____ Data records

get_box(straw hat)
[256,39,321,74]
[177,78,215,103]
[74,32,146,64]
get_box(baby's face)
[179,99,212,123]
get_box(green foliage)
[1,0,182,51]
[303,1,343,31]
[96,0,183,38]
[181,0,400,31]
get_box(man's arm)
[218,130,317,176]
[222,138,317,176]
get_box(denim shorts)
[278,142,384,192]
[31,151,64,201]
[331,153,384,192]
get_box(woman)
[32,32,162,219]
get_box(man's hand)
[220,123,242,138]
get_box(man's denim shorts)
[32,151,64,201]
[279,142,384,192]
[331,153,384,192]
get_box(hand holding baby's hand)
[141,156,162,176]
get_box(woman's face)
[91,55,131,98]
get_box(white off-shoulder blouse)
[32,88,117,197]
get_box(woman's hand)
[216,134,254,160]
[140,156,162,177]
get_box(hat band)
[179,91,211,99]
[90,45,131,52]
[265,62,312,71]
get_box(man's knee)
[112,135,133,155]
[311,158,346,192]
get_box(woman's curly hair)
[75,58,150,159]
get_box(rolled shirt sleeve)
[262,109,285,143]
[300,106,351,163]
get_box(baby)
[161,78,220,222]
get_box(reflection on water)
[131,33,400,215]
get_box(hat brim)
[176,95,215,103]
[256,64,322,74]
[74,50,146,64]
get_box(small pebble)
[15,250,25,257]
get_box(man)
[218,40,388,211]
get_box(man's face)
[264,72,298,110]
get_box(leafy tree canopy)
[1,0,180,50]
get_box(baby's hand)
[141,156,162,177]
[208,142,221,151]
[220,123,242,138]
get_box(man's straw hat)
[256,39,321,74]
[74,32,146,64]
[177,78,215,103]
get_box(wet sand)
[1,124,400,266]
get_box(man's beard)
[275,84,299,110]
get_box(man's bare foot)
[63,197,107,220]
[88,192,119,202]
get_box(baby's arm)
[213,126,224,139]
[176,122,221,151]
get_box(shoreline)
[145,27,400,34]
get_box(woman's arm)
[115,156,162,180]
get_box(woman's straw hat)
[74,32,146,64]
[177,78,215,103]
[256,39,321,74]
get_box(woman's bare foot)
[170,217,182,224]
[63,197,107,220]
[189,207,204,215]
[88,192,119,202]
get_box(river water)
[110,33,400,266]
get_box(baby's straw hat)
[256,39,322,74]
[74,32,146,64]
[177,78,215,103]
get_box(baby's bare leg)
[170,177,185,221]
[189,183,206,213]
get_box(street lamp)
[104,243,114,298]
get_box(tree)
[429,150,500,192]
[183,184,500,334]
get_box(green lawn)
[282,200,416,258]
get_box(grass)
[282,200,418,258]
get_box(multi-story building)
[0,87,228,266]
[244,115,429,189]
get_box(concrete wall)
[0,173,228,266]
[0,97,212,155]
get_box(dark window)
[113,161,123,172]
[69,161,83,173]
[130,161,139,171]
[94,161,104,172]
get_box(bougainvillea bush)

________

- **Required work**
Gather every line of the entries above that contains the word "water", with case counting.

- **Solution to this task**
get_box(reflection on water)
get_box(river water)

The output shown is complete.